How Non-Elite Restaurants Can Include Gratuity

In the first two parts of our “hospitality included” series, we discussed how American culture is uniquely attached to tipping, and how it has become a corrupted vehicle for great inequalities within the restaurant industry. And as many have predicted, going tip-less is an inevitable revolution.

But, adding “hospitality included” is no easy task. The likes of Danny Meyer, Tom Colicchio, and David Chang can make the change because they are established, world-renown chefs, who have the financial backing and platform to make such a dramatic shift in their popular restaurants. Not to mention they also have the resources to handle bizarre lawsuits from a disgruntled customers.

Most restaurateurs and bar-owners are not in this same situation. While litigation is exceedingly rare, even an extremely successful business runs a risk with their price-margin when implementing “hospitality included.”

Below are a few steps you can take when considering — and perhaps starting — a “tipless” program.



Make sure it’s legal where you have your business.



Before including “hospitality included,” first assess your customers. You will want to consider how many “regulars” you have attending, how many new customers are returning or not returning, and how these customers find out about your restaurant. It will also be useful to know more demographic information, such as average income and residency.

While the latter may be difficult to determine, tipping is so psychologically ingrained in patrons, taking it away suddenly may be disruptive. It would not be out of the question to ask customers what they think — perhaps provide a commenting sheet with the bill or put a poll up on social media platforms like Facebook — before moving forward. Later, adding menu items that are more affordable, or having fixed-price items for things like beer or snacks, may also soothe a transition for regular customers.



Your customer’s proclivity to pay is not the only issue; make sure you can pay. Menu prices are usually raised between 20 and 35 percent to compensate for a lack of tips; this money of course goes to increased wages for not only servers but all staff. Remember: wages should not be equal, but equitable. Salaries should reflect the value of a staff member; factors to consider include position, skill-level, experience, and/or seniority.

It’s also not as simple as simply raising prices for the same dish and then paying staff more. Owner of Huertas, Nick Adler, told the New York Times how he had to add an “extra tentacle” to an octopus dish because the newly-increased $21 seemed too steep for what the customer was getting:

“Ultimately it’s not about the numbers on the check, but about whether the balance and the value feels right to people as they leave the restaurant … It’s not an entirely rational system.”

**TASK REQUIREMENTS**
1. Based on the gratuity article, mark each statement yes or no, and quote the words that decide it. (a) Menu prices are usually raised between 20 and 35 percent when tips are dropped. (b) Wages for all staff should be equal. (c) Lawsuits over tipless programs are common.
2. According to the gratuity article, what did Nick Adler add to an octopus dish after its price went up?
3. Write the next part of the gratuity article, picking up after its final sentence.
The lines that follow come from a different source than the gratuity article.

Extracted records:
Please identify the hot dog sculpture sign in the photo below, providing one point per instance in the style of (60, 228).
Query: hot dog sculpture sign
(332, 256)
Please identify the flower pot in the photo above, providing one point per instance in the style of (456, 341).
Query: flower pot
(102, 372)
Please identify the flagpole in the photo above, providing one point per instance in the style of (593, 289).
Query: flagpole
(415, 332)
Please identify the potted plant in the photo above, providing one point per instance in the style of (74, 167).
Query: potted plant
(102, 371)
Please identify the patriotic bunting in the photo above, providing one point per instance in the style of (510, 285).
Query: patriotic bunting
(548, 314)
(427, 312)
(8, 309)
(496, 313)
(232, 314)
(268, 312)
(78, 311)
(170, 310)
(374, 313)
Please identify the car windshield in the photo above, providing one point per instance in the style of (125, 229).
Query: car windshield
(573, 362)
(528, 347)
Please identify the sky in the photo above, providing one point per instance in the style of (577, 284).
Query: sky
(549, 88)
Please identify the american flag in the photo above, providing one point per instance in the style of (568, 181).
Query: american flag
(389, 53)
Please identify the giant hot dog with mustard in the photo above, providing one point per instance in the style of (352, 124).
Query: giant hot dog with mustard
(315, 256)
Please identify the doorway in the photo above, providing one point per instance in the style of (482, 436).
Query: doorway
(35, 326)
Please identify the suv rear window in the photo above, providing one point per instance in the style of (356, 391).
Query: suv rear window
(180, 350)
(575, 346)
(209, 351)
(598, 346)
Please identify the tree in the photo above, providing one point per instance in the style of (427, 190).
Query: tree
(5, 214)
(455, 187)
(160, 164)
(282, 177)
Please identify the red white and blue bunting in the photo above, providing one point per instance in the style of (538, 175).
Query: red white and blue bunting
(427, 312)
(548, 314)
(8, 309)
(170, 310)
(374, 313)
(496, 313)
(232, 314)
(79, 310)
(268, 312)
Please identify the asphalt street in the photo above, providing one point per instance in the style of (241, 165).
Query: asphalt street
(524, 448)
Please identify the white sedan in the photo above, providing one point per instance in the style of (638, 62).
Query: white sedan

**TASK RESPONSES**
1.
(a) Yes: "Menu prices are usually raised between 20 and 35 percent to compensate for a lack of tips"
(b) No: "wages should not be equal, but equitable."
(c) No: "While litigation is exceedingly rare"

2. An "extra tentacle."

3.
Many tip-less restaurants also transition into cutting costs in various areas, like buying essentials in bulk, or in some cases, cutting staff. These adjustments will help cushion the blow for the inevitable downturn in profits as customers adjust to the higher prices; if done successfully, the profit margin should, eventually, correct itself.



Strong communication with existing staff is extremely important. Explain your reasonings for wanting to go tip-less long before implementing any changes (maybe send them these articles!) and foster an open discussion regarding their qualms or praises. Take their recommendations and experiences seriously; they are why you’re doing this, after all.

It is likely that some staff will not be satisfied with the transition, namely those who benefit the most from tips, like servers and bartenders. Many of Danny Meyer’s restaurants experienced turnover with staff after implementing “hospitality included,” the allure of stable wages and other benefits in the “macro” sense not good enough for the “now.”

In order to prevent an exodus of talented staff, communicate to them about extra incentives for staying – such as a stable income. Educational and awards-based systems can also help fill in the “competition gap” that tips previously provided. Systems like Tipzyy that have a “beat the house” option can help foster the team comraderie that is necessary when going tipless.

Ultimately, going tip-less is a challenging route for any restaurant, but that doesn’t mean one shouldn’t try. Amanda Cohen, owner of Dirty Candy, told Gothamist earlier this year going tip-less was a massive undertaking but nonetheless worth it:

“It’s hard to do the right thing and treat your servers as valued staff members and not as servants who work for tips, but just because it’s hard, it doesn’t mean it’s not worth doing.”